═════ PASSAGE PROVIDED

Both BBVA and Sabadell said the talks were ongoing and said no decision had been made on whether a transaction would go ahead.
"The entities have initiated a reciprocal due diligence review process as is customary in this type of transactions and have appointed external advisers," BBVA said in a stock exchange filing.
"It is noted that no decision has been made in relation to the potential merger transaction and that there is no certainty as to whether any such decision will be made or, if that is the case, as to the terms and conditions of a potential transaction."
Sabadell's own statement confirmed the talks and said it had initiated a due diligence process and designated external advisers.
The boards of both banks will decide next month on whether to proceed with a potential merger deal that they say they are discussing, a source familiar with the matter told Reuters.
The premium to be paid by the larger BBVA is currently under discussion, the source said, adding that BBVA was not considering a capital increase to fund the deal, which could be in cash or shares.
BBVA and Sabadell both declined to comment on this.

══════════

* WHAT YOU ARE ASKED TO DO
Pick up the news report on the BBVA and Sabadell merger talks after its last sentence and keep writing it.

═════ DATA PROVIDED

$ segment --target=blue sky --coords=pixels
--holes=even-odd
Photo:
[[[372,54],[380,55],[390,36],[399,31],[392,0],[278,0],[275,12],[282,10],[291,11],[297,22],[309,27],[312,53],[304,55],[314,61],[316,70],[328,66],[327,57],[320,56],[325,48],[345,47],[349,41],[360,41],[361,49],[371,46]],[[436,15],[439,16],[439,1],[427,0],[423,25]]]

══════════

* OUTPUT
Shares in Sabadell rose 24.6% to 0.419 euros on Monday, leaving it with a market value of 2.35 billion euros, while shares in BBVA rose 15.3% to 3.658 euros, reaching a market value of 24.35 billion euros.
Later on Monday, El Confidencial reported that BBVA had hired JP Morgan for a potential deal with Sabadell, while Sabadell had hired Goldman Sachs in July to explore strategic options, including a potential M&A deal. Both JP Morgan and Goldman declined to comment.
Earlier on Monday, BBVA said it had agreed to sell its U.S. business to PNC Financial Services Group for $11.6 billion in cash, prompting speculation, soon confirmed, that BBVA could potentially use the money to buy a smaller rival.
Two other Spanish banks Unicaja and Liberbank are also in talks, in what would create Spain's fifth-largest lender with more than 100 billion euros in assets.